# Selection
((
Those links detail what is needed to reform the EU. I really don't care for reform, we should be outside the EU so their red tape would be irrelevant to us.

These are my own long standing views on the EU, yours are obviously very different to mine. As it should be.


----------



## delc (May 29, 2015)

CheltenhamHacker said:



			That is how a vote would work. How many options for "leaving completely" would you like?
		
Click to expand...

Essentially the 'yes I like to stay in the EU' is split three ways, but the no vote is not split at all!


----------



## Liverpoolphil (May 29, 2015)

delc said:



			Essentially the 'yes I like to stay in the EU' is split three ways, but the no vote is not split at all!
		
Click to expand...

Why do you need to split the no vote ?


----------



## Hobbit (May 29, 2015)

Liverpoolphil said:



			Why do you need to split the no vote ?
		
Click to expand...

You might want to pop out for a few weeks...


----------



## Liverpoolphil (May 29, 2015)

Hobbit said:



			You might want to pop out for a few weeks...
		
Click to expand...

The answer could be interesting - could be amazed at different options of saying "no"


----------



## delc (May 30, 2015)

Liverpoolphil said:



			Why do you need to split the no vote ?
		
Click to expand...
))
# Given request a
Retype the entries starting at the line that contains "pinpoint arid valley in image" and ending at the line that contains "[262,255,275,267]", including both of those lines.
The forum thread and the entries come from different sources.

# Records for the exercise
((
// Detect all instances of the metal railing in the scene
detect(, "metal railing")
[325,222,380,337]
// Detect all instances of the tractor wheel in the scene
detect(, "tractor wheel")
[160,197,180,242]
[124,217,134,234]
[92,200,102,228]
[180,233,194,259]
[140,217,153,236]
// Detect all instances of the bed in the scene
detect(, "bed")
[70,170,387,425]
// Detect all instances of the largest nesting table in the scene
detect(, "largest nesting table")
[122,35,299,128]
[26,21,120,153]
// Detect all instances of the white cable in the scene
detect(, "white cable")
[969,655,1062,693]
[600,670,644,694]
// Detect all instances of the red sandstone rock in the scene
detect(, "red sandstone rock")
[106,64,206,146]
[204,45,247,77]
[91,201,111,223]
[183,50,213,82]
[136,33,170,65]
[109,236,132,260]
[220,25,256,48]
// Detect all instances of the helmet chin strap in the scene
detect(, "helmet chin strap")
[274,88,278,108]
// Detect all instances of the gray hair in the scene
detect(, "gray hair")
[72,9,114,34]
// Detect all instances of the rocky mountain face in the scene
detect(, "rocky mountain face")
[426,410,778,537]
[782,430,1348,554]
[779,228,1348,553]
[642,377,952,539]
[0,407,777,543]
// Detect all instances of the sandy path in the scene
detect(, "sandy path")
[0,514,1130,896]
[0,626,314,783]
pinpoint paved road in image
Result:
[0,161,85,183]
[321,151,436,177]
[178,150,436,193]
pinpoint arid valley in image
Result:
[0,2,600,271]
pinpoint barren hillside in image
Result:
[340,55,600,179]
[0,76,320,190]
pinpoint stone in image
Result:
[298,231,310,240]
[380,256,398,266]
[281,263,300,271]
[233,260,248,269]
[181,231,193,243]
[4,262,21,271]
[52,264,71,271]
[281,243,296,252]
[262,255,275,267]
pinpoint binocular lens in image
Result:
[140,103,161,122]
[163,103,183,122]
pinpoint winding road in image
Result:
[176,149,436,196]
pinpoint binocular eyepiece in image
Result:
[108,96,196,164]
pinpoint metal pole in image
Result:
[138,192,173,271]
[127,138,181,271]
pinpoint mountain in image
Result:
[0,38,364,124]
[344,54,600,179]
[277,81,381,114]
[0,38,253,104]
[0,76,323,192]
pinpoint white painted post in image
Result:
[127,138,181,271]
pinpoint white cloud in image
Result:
))
# Given request b
In the forum thread, how many ways does delc say the vote to stay in the EU is split?

# Worked answer a
pinpoint arid valley in image
Result:
[0,2,600,271]
pinpoint barren hillside in image
Result:
[340,55,600,179]
[0,76,320,190]
pinpoint stone in image
Result:
[298,231,310,240]
[380,256,398,266]
[281,263,300,271]
[233,260,248,269]
[181,231,193,243]
[4,262,21,271]
[52,264,71,271]
[281,243,296,252]
[262,255,275,267]

# Worked answer b
Three ways.